» **WORK TO BE COMPLETED**
One number is all that is asked for: the number of lines below that hold the string "sign".

══ MATERIALS PROVIDED ══

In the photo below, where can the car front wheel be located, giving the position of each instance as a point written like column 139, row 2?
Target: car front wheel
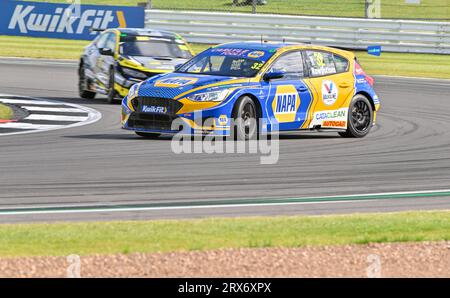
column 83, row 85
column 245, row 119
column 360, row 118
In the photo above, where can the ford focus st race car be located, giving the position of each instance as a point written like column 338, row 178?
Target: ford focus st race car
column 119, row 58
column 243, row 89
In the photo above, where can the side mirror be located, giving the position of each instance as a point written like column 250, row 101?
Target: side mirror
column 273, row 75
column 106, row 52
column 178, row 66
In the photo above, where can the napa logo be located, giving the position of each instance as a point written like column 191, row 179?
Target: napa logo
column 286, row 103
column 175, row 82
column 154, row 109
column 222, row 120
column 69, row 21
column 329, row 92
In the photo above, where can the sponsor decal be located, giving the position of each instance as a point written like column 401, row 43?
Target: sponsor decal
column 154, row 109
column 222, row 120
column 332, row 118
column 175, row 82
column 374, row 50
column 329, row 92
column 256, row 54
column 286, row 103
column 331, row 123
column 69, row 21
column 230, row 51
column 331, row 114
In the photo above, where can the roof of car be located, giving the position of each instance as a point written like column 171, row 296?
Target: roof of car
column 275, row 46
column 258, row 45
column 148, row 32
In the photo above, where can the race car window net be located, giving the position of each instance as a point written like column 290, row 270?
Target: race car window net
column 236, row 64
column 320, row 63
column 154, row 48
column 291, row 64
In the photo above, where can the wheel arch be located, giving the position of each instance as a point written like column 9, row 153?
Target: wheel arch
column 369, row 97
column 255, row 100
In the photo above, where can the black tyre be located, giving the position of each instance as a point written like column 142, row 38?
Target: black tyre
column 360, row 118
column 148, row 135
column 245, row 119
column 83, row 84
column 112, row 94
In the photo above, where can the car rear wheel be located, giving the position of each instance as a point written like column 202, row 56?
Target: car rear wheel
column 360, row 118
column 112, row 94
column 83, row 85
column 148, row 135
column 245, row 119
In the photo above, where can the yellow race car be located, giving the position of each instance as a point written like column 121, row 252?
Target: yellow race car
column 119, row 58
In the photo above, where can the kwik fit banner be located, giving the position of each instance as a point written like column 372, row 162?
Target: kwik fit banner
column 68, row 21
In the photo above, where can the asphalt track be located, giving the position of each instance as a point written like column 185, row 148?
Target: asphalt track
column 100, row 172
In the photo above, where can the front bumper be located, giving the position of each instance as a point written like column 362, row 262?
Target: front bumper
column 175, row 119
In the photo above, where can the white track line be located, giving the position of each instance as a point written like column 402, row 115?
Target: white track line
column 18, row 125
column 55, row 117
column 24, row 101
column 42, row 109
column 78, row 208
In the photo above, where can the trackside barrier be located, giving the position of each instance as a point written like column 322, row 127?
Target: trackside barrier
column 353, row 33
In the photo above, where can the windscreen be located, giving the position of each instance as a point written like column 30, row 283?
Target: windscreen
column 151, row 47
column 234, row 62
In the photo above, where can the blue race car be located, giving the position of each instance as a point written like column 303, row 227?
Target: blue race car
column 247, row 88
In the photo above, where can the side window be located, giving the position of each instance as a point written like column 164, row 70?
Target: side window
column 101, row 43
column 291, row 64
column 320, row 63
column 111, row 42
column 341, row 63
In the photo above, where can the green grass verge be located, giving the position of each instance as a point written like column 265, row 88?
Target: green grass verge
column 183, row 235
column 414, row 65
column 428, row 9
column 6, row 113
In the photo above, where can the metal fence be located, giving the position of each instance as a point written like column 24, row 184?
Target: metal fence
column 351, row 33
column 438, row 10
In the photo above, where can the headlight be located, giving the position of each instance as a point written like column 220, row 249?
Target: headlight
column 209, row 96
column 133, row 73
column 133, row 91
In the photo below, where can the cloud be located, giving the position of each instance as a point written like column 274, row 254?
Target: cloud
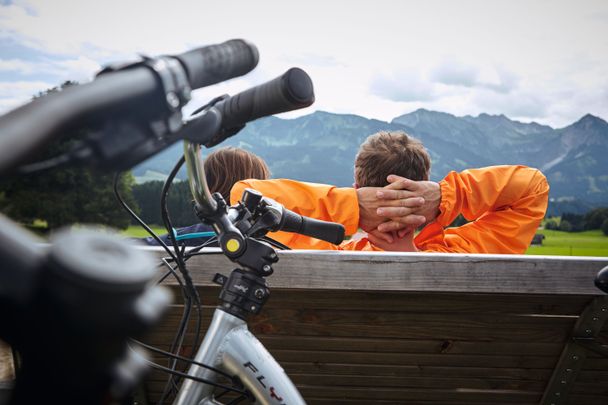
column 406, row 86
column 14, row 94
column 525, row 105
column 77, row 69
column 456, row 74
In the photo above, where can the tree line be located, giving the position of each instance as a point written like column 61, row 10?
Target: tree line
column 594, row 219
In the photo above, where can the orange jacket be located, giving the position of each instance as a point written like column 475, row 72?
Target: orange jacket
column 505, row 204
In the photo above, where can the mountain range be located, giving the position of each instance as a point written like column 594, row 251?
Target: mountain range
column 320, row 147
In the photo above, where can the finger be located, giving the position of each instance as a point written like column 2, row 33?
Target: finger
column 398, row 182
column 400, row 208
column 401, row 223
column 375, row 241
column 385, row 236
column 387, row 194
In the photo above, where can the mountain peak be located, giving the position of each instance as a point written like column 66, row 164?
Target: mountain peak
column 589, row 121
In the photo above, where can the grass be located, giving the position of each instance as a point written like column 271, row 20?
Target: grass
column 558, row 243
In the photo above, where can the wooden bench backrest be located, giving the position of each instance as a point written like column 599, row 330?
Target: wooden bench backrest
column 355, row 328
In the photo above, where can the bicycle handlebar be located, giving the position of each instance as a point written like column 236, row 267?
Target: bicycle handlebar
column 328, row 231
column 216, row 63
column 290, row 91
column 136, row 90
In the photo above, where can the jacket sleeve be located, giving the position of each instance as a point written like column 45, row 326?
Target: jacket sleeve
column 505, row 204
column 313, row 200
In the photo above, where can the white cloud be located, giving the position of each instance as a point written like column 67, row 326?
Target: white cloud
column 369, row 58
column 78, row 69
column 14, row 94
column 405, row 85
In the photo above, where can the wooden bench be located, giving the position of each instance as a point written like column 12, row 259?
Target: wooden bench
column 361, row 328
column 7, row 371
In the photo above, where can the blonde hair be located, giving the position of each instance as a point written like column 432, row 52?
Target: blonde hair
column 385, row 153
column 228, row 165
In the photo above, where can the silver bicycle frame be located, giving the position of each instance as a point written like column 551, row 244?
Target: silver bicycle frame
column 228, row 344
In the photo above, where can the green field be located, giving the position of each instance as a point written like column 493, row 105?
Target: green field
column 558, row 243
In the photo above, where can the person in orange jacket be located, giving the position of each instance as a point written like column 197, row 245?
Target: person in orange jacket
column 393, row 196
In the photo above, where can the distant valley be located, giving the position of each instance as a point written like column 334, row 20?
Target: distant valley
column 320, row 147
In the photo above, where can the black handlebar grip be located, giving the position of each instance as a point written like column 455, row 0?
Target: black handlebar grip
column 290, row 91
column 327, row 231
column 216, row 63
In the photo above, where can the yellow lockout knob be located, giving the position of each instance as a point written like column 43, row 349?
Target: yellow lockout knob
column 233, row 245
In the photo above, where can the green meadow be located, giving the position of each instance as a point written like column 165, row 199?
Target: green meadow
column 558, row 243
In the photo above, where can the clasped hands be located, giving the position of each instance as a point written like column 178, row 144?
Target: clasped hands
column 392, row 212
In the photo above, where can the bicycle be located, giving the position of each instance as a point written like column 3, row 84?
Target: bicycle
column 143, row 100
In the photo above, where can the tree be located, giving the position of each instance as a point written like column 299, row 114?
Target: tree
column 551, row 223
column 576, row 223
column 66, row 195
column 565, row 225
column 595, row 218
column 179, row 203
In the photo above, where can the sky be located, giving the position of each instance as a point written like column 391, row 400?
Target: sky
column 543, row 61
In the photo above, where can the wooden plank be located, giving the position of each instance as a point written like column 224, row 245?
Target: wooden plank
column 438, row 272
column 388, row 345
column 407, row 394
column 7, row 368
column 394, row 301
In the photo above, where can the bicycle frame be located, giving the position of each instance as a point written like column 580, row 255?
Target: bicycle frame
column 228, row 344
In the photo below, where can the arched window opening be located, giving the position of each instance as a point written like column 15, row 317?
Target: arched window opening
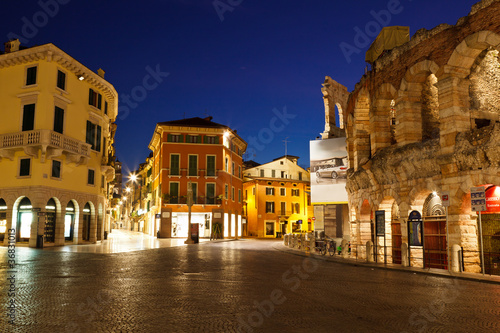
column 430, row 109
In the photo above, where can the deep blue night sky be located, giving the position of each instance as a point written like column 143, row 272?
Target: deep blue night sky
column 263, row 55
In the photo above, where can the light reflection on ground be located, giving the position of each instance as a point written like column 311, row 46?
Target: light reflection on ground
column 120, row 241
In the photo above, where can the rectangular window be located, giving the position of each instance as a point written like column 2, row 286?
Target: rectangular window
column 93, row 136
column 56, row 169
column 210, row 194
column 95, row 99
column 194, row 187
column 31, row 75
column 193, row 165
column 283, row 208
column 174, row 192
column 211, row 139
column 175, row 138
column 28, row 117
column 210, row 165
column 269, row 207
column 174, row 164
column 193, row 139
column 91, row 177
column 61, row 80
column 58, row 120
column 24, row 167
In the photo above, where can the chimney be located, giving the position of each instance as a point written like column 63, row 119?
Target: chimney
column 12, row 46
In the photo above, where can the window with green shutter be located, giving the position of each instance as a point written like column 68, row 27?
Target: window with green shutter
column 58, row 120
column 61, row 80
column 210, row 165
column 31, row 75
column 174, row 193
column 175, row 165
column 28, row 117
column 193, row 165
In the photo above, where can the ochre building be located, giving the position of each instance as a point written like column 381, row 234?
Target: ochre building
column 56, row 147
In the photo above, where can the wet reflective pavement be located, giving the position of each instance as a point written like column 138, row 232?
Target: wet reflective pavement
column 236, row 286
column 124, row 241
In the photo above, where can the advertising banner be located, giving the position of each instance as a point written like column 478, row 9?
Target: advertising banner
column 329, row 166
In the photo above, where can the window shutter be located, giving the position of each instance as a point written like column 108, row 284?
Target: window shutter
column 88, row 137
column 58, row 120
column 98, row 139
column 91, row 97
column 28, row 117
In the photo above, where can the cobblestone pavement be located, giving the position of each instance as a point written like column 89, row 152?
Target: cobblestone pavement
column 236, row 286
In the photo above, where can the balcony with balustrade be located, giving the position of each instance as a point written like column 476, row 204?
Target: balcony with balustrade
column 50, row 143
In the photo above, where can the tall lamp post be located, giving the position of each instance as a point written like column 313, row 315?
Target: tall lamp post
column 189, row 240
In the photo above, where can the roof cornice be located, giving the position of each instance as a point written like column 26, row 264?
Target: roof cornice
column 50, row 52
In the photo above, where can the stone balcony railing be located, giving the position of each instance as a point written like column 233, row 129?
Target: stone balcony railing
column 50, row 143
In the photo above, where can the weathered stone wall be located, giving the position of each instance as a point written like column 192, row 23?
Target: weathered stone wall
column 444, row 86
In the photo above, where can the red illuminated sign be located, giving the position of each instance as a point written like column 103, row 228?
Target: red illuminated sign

═══

» **EXERCISE RESPONSE**
2